- Instructions for the task -
Rewrite every line in the rows below, from the line with "Please trace the outline of every instance of the sky." to the line with "POLYGON ((45 18, 78", keeping all other text unchanged and adding -80 to each coordinate in the answers.

▶

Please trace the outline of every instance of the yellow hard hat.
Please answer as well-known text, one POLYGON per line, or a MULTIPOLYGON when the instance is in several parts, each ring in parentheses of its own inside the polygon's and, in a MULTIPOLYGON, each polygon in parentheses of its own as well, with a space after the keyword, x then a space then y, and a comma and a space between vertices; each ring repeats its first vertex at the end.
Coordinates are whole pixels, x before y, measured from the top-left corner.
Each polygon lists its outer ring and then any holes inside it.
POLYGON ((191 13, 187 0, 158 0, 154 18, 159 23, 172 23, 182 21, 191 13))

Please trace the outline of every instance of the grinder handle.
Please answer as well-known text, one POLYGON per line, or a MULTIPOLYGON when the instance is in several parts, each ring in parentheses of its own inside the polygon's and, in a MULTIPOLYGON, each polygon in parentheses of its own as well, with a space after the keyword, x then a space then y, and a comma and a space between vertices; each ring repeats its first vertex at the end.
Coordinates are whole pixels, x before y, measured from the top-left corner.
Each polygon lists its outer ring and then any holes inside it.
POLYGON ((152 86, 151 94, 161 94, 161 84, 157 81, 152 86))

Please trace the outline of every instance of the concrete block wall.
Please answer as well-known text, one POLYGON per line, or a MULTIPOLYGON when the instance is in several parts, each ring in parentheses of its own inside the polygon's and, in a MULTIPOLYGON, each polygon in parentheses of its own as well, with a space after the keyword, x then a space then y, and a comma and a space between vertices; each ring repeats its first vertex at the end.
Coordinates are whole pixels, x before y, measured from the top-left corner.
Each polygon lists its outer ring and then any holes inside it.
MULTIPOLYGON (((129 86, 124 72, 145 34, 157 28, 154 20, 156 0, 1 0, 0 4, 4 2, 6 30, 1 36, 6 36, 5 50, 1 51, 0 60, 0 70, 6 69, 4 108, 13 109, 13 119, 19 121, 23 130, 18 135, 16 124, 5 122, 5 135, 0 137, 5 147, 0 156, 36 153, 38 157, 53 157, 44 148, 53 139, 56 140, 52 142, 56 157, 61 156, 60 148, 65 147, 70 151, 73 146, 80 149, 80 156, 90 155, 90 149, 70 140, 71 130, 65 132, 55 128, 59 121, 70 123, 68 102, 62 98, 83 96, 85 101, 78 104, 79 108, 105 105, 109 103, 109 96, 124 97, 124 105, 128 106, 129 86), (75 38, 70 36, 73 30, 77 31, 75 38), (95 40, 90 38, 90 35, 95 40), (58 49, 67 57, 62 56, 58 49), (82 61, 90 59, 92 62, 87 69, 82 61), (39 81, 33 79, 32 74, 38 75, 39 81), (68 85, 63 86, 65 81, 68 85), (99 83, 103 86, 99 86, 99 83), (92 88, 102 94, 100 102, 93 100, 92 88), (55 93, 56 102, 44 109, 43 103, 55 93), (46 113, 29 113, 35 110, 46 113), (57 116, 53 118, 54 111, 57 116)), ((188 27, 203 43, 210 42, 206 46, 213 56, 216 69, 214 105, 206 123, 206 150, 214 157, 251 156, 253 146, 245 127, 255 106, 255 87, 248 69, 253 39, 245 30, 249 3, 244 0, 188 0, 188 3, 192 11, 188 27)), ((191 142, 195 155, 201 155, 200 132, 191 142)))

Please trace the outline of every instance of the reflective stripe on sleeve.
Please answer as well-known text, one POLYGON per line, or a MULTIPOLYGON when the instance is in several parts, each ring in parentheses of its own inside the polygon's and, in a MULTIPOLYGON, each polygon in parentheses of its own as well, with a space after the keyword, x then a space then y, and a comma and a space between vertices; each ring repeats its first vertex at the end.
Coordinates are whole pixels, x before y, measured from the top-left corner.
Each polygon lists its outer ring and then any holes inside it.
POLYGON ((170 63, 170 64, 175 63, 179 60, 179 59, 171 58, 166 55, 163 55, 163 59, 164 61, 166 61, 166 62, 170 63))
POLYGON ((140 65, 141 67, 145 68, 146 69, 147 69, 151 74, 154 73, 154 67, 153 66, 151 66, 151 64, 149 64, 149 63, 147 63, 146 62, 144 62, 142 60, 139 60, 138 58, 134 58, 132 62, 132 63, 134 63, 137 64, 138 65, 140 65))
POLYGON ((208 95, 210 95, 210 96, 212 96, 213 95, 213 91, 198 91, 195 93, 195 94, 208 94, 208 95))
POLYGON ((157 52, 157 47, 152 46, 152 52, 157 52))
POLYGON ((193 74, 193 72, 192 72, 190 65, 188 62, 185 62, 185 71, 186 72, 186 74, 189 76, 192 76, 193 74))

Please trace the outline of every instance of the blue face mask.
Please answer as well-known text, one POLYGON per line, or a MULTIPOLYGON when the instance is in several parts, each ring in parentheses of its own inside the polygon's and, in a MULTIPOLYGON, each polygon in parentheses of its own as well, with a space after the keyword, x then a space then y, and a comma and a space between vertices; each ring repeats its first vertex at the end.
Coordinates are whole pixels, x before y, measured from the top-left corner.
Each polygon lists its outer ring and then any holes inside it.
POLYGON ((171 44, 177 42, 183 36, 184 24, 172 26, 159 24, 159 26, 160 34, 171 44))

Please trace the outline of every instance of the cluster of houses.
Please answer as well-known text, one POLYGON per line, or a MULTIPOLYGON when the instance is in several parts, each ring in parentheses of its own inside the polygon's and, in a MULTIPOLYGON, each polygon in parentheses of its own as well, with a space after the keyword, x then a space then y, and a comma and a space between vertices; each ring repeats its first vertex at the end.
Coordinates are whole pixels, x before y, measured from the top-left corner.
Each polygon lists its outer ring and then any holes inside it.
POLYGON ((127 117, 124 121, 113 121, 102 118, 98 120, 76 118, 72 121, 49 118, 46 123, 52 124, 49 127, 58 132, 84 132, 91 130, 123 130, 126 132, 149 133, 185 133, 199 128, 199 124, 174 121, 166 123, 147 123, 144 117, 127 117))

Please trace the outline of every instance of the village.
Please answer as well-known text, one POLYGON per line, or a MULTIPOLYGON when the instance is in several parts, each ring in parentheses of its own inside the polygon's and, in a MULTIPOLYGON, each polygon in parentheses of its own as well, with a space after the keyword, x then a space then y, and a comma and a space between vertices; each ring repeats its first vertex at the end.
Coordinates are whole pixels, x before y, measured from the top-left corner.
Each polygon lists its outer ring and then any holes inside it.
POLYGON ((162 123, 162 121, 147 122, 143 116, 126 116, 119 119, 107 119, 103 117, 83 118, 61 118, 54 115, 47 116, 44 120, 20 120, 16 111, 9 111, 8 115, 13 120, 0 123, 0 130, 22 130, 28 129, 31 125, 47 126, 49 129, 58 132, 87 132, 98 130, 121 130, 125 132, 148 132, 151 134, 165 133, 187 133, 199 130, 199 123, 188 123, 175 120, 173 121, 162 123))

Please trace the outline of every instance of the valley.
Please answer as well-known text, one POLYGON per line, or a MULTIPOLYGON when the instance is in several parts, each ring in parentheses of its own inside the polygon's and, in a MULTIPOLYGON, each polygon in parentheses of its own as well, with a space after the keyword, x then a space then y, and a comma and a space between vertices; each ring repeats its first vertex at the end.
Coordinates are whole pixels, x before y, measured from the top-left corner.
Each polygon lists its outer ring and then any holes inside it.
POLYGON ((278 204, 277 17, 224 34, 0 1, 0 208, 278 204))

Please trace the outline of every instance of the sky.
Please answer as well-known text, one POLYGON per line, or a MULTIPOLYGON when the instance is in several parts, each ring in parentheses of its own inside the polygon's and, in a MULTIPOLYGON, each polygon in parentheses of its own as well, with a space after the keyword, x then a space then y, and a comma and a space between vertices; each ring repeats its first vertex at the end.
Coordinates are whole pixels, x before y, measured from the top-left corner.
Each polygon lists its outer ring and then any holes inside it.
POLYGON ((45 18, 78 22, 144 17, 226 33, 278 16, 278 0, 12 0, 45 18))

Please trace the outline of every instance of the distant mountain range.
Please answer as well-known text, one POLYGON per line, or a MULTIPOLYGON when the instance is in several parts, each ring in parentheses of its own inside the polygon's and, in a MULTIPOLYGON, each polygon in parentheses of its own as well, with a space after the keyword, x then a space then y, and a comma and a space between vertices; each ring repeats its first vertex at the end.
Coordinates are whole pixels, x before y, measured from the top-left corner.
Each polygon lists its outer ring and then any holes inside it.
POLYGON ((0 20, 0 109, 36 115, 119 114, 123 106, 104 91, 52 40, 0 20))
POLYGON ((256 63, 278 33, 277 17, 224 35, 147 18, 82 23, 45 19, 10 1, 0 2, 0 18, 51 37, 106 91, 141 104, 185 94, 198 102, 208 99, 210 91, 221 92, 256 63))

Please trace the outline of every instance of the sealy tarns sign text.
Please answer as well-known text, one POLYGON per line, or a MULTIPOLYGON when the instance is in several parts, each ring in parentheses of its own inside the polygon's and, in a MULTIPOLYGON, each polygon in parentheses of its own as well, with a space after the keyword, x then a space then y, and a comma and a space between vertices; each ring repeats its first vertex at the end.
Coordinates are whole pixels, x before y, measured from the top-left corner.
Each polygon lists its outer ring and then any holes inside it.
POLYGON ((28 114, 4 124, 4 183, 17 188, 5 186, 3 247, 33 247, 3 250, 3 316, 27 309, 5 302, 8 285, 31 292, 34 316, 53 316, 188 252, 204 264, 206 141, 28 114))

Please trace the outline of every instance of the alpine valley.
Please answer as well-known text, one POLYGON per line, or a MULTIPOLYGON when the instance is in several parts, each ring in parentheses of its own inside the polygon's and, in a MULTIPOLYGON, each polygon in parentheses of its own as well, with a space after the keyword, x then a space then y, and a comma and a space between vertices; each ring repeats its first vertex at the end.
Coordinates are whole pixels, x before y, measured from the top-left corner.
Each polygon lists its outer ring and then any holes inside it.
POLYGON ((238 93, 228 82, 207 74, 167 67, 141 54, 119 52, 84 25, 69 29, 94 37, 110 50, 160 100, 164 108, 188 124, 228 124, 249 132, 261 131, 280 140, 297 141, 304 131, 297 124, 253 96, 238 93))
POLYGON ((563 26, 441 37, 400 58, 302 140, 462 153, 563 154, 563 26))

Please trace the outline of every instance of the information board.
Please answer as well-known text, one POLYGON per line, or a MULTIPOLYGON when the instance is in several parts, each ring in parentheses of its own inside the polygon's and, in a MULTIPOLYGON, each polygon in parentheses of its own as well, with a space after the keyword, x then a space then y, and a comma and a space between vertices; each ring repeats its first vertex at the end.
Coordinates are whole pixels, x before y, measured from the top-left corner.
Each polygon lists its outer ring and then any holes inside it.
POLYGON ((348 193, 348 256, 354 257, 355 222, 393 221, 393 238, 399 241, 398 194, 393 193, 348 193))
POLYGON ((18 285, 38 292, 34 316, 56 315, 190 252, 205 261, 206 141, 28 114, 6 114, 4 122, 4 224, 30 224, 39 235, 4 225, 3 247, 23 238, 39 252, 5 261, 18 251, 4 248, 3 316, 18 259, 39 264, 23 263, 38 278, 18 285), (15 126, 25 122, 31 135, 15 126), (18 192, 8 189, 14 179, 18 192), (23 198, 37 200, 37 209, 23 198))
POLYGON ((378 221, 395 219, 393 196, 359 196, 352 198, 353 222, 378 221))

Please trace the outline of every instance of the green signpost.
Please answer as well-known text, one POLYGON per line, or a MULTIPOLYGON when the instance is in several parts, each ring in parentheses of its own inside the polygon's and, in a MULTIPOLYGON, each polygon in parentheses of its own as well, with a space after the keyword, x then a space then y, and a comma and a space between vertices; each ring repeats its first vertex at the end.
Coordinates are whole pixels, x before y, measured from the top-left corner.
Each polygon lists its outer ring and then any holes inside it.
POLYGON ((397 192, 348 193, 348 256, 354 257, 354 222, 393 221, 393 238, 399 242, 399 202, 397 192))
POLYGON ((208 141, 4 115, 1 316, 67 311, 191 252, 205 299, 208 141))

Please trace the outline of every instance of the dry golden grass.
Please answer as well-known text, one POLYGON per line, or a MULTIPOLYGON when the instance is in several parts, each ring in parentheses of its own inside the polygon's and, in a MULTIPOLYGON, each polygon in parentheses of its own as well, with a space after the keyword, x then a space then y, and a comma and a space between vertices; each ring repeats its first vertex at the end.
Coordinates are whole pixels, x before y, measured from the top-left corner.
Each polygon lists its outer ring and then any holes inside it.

◀

- Solution -
Please trace the outline of every instance of the sky.
Please answer as well-known text, one POLYGON per line, or a MULTIPOLYGON when the instance is in several parts, each ring in parentheses of its own inside the polygon's and, in a MULTIPOLYGON, each polygon in parentheses of its own as well, with a space after the keyword, x then a space then y, and a comma and a space between vertices; each ring repeats its first vertex at the end.
Coordinates are whole pixels, x before y, measured from the top-left corner.
Each polygon lists its outer ring and then any holes inside it.
POLYGON ((-35 -62, -2 -58, 64 -63, 146 -47, 198 -64, 198 -80, -68 -80, -35 -62))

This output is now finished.